**ACTIVITY:**
Pull each line containing "paved" from the data.
==== EXCERPTED RECORDS
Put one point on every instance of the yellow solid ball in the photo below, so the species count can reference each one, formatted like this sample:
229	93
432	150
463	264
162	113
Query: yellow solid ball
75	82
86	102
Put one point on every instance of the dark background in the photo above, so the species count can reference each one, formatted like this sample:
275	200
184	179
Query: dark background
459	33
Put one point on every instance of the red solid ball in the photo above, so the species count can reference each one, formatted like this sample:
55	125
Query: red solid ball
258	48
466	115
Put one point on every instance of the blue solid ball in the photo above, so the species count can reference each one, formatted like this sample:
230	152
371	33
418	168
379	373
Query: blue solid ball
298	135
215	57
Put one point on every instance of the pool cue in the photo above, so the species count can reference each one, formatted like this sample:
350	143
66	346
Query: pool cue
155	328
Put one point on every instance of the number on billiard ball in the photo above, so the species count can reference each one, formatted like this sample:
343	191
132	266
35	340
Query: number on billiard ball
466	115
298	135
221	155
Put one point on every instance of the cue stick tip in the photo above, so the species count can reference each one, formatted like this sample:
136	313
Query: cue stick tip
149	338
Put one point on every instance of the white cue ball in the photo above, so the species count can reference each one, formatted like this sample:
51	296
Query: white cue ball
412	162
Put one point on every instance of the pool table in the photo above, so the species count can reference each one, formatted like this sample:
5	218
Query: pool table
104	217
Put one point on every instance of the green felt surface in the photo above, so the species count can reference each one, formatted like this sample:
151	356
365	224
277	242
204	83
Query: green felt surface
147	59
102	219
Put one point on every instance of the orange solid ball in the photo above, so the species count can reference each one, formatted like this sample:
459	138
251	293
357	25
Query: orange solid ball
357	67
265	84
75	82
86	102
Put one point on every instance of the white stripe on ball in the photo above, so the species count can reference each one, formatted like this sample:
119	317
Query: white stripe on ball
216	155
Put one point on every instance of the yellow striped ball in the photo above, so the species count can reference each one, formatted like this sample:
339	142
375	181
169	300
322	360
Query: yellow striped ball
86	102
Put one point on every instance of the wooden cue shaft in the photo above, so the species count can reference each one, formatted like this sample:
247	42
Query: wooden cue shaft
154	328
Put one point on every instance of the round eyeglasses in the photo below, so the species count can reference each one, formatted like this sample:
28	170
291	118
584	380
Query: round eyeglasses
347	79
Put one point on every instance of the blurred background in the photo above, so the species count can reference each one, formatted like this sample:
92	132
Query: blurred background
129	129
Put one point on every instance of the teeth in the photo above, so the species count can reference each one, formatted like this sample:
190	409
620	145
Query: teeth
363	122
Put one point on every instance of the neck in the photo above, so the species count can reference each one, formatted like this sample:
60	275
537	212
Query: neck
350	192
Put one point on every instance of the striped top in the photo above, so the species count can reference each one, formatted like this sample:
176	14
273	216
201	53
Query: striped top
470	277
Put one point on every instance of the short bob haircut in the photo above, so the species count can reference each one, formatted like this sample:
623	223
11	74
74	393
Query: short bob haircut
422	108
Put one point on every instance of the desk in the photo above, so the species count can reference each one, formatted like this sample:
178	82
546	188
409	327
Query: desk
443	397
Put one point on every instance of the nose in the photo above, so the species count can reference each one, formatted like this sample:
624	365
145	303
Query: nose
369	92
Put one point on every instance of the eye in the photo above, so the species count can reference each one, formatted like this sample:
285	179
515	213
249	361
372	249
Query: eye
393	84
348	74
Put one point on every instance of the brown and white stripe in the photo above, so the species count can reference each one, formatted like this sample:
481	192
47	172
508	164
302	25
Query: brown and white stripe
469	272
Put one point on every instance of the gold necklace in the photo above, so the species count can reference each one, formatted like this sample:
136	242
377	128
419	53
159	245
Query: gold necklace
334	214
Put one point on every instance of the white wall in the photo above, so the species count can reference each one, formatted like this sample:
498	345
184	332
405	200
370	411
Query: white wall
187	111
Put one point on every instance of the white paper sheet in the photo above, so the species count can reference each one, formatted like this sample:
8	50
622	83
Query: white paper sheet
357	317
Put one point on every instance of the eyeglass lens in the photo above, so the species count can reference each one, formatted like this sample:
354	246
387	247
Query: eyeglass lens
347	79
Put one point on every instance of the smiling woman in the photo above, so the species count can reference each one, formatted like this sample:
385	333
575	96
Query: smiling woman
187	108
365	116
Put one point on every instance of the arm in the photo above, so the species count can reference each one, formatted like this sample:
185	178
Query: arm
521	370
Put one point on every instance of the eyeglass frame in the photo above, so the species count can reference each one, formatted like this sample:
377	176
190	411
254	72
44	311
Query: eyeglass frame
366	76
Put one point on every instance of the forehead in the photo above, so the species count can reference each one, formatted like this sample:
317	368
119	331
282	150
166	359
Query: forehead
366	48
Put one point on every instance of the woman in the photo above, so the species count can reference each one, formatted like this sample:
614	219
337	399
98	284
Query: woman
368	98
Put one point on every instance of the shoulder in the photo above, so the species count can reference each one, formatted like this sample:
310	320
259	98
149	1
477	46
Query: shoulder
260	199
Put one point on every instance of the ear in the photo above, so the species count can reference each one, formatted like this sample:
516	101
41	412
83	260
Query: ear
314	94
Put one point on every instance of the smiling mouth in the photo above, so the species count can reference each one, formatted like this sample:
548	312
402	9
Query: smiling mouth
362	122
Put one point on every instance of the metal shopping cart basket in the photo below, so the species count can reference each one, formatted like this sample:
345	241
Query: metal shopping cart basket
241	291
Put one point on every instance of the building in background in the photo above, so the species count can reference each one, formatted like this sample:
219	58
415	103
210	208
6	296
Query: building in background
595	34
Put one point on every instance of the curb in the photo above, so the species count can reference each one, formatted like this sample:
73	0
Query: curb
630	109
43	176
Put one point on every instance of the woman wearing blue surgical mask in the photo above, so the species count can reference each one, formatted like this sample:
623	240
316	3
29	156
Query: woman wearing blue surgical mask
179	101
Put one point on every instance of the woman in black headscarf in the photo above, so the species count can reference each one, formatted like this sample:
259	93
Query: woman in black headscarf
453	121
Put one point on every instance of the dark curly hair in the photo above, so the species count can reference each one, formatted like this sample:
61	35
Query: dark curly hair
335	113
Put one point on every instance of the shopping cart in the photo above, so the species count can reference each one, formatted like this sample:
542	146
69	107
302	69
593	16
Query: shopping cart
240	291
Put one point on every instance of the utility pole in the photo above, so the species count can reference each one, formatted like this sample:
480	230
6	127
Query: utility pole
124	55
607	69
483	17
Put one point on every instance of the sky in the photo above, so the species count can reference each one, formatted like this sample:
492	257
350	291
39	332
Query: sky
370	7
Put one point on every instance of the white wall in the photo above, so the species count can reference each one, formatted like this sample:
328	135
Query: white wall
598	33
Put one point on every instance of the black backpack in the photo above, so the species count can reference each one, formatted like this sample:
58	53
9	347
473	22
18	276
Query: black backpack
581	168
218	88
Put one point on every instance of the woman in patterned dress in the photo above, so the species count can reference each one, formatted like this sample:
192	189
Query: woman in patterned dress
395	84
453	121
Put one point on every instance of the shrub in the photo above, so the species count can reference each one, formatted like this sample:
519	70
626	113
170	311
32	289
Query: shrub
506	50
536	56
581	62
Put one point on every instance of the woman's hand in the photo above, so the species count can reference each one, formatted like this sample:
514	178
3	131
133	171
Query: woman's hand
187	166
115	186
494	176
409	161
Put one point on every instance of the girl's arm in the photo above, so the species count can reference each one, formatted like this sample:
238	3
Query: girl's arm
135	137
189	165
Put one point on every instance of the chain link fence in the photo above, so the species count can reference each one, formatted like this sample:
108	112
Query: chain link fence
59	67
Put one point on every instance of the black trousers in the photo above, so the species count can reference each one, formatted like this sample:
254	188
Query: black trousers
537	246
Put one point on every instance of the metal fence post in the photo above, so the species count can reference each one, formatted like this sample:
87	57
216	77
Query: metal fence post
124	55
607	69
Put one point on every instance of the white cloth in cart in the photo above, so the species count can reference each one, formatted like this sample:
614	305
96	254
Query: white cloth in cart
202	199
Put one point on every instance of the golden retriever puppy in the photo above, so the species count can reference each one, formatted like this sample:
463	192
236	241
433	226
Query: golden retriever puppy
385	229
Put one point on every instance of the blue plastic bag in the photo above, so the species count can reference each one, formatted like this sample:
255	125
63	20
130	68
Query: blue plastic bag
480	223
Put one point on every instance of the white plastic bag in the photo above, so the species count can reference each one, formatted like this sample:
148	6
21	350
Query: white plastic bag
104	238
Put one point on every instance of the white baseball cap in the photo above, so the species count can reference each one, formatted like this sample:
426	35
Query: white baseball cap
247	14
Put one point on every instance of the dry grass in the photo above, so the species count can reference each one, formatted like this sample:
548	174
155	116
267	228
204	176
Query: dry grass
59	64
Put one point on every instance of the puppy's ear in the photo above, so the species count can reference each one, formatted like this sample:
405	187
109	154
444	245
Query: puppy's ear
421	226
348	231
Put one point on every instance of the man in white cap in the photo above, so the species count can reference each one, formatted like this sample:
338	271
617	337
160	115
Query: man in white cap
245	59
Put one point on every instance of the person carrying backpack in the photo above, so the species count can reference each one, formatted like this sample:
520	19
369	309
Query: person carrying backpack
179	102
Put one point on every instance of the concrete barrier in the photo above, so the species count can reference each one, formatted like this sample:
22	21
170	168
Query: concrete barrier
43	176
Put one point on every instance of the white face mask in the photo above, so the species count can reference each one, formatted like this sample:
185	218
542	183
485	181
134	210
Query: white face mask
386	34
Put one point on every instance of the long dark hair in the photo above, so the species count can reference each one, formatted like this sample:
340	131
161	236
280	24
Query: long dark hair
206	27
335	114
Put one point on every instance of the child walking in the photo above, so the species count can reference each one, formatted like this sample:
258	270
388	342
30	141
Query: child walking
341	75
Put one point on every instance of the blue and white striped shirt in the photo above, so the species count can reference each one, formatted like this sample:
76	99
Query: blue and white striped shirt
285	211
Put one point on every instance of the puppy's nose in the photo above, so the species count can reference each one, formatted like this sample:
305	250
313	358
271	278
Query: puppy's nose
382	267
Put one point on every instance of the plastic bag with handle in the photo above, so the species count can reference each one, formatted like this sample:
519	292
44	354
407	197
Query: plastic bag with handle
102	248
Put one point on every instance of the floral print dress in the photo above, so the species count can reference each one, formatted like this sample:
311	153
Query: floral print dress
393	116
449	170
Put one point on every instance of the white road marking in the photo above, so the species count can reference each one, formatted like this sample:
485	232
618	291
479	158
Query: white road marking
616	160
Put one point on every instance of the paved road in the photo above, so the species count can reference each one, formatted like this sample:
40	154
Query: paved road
========
**OUTPUT FOR THIS TASK:**
Put one point on every instance of the paved road in the photo above, so the species count can reference each one, formatted like this sample:
Query: paved road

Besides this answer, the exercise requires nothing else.